## [Work required]
Output the data that follows, keeping every line identical.

## [Dataset extract]
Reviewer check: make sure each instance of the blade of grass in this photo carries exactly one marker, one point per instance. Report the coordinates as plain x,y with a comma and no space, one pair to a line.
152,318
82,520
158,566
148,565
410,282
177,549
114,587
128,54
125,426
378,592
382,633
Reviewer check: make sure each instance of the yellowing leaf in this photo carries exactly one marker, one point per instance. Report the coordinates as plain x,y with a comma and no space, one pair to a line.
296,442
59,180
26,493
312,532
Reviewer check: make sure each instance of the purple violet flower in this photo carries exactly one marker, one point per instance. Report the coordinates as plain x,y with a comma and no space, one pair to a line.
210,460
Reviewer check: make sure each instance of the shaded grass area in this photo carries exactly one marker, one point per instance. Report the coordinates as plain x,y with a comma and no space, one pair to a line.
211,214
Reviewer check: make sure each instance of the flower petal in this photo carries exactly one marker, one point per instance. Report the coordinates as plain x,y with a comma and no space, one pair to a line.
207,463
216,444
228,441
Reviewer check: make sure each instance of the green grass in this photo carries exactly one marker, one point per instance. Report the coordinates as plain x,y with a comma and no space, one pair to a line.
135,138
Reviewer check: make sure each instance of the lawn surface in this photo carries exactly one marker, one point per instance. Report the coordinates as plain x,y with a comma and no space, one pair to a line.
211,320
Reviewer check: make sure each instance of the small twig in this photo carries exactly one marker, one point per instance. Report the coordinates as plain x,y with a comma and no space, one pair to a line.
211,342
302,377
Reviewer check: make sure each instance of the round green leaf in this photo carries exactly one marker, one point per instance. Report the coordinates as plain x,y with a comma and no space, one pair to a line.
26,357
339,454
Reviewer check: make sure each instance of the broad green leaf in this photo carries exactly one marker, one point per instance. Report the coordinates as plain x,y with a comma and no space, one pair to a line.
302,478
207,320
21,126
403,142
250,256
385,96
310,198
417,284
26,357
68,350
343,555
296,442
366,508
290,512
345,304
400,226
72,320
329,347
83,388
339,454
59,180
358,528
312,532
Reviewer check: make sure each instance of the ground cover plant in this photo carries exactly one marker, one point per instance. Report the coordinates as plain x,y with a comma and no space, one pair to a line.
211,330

## [Result of the exercise]
Reviewer check: make sure each instance of the blade of grass in this photo carries exactly one marker, one point per instance. Report the coordinates as plain x,y with a comma and no space, one pair to a line.
152,318
82,520
158,566
148,565
410,282
177,549
114,587
128,54
125,426
378,592
382,633
Reviewer check: make sure each instance of the yellowing leaf in this photo carries exactly one marker, one point per instance. Report the coordinates as plain x,y with a comma and no space, one pair to a line.
296,442
59,180
26,493
312,532
Reviewer check: make sure each instance of the purple violet flower in this photo carries exactly one marker, one point per instance. Report the coordinates as plain x,y with a comma and no space, one pair to a line.
210,460
Reviewer check: make sure each instance of the shaded grass area in this photo carries exactly one marker, one point per instance. Report the coordinates as plain x,y with a comma and no space, one pair to a line.
211,214
Reviewer check: make sure each instance of the flower petal in this photo carries exactly one marker, one point per instance. Report the coordinates as plain x,y with a comma and no space, one pair to a line.
207,463
216,444
228,441
Reviewer check: make sure each instance of the green grass in this photo carries exactly one marker, one point per instance. Report the coordinates as plain x,y with a comma and no space, one pair to a line.
135,138
Reviewer check: make sure each instance of the lawn surface in this photo carries exactly one marker, one point per instance. Report the coordinates as plain x,y with a comma and no space, one pair to a line.
211,320
Reviewer check: make sure each instance of the small twig in this photo carries exactly one marker, one point per instance. Report the coordinates as plain x,y with a comma and no space, one pair to a line.
211,342
302,377
Reviewer check: make sure each instance of the round green leaf in this photo carries exactly one marker, one point per instance. Report the coordinates as plain x,y with a comma and no space, one pair to a line.
26,357
339,454
Reviewer check: make sure each instance of the broad green leaf in this photo carries exactly one marker, one point per instance. Report the coordinates as plain x,y with a comma and no space, one pair to a line.
302,478
207,320
21,126
403,142
250,256
385,96
310,198
417,284
26,357
68,350
343,555
296,442
366,508
290,512
345,304
400,226
72,320
329,347
83,388
339,454
59,180
358,528
312,532
Reviewer check: make sure each instance of the ground cover plant in this photo carries exactly one marker, one point per instance. Report the coordinates as plain x,y with a comma and no space, one pair to a line.
211,330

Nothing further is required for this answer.